### Reading text

---*---

# Rebuildable zero turn motors



## andyvh1959 (Jul 1, 2015)

I am probably replacing my old Ingersoll 1114FWS lawn tractor with a smaller zero turn mower. My 1/2 acre lot has lots of trees and things to steer around and a zero turn would be a good choice. Something with at least 17hp, up to 25hp, with a 38" to 50" deck. That in itself in a used zero turn is not hard to find. But I'd prefer a zero turn with servicable/rebuildable wheel motors. I work for Parker, and we make an excellent wheel motor, but Hydro-gear has most of the market especially in older machines. 

Does anybody know which Hydro-gear motors cab be serviced and rebuilt? Or anyone know which Hydro-gear motors to avoid?


----------



## EdF (Sep 15, 2014)

Howdy Andy,
I must tell you that my zero turn makes circular tracks around tree trunks due to repeatedly cutting grass in the same place every time. That may not please you either?

You will have to check the internet to determine if a given Hydro-Gear motor can be rebuilt. In reading on the internet, it appears that most everything they build can be serviced/rebuilt. Some guys say that rebuilding a motor is a complicated procedure involving timing, etc??? Others say you can buy an aftermarket motor for not much more than the rebuild kit???


----------



## andyvh1959 (Jul 1, 2015)

Thanks for your input. I'd expect the tracks around a tree from a zero turn will be less obvious than with my current lawn tractor because the ZTR caster wheels don't have the "scrub" angle of steered wheels on a tractor. But I suppose the ZTR caster wheels could leave tracks as well. Perhaps not scrubbed as much as a lawn tractor.

---*---

### Task to carry out
Put this sentence from the forum thread on zero turn motors into Spanish: "My 1/2 acre lot has lots of trees and things to steer around and a zero turn would be a good choice."

---*---

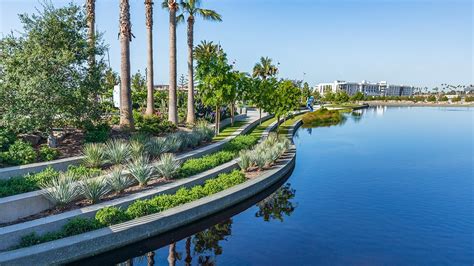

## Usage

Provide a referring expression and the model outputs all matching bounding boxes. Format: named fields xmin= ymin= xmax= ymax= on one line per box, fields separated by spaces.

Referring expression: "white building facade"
xmin=314 ymin=80 xmax=414 ymax=96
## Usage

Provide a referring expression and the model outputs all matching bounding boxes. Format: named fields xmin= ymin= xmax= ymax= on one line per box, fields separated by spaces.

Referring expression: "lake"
xmin=76 ymin=107 xmax=474 ymax=265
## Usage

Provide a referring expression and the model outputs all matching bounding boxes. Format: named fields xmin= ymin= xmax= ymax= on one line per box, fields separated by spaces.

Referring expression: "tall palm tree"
xmin=119 ymin=0 xmax=134 ymax=129
xmin=162 ymin=0 xmax=179 ymax=125
xmin=253 ymin=56 xmax=278 ymax=80
xmin=86 ymin=0 xmax=95 ymax=69
xmin=145 ymin=0 xmax=155 ymax=115
xmin=252 ymin=56 xmax=278 ymax=124
xmin=177 ymin=0 xmax=222 ymax=124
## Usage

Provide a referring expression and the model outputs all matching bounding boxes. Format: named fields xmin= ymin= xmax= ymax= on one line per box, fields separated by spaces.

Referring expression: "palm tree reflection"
xmin=255 ymin=183 xmax=297 ymax=222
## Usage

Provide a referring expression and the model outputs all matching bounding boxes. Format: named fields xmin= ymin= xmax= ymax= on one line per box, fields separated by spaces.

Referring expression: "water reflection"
xmin=109 ymin=183 xmax=297 ymax=266
xmin=255 ymin=183 xmax=297 ymax=222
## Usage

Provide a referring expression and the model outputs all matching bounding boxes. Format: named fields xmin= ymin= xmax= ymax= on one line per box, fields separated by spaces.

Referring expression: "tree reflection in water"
xmin=193 ymin=219 xmax=232 ymax=265
xmin=255 ymin=183 xmax=297 ymax=222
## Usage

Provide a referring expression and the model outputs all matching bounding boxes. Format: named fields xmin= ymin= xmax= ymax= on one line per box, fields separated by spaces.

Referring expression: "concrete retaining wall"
xmin=0 ymin=146 xmax=296 ymax=265
xmin=0 ymin=114 xmax=247 ymax=180
xmin=0 ymin=116 xmax=270 ymax=223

---*---

### Response to the exercise
Mi terreno de medio acre tiene muchos árboles y cosas que esquivar, y una cortadora de giro cero sería una buena opción.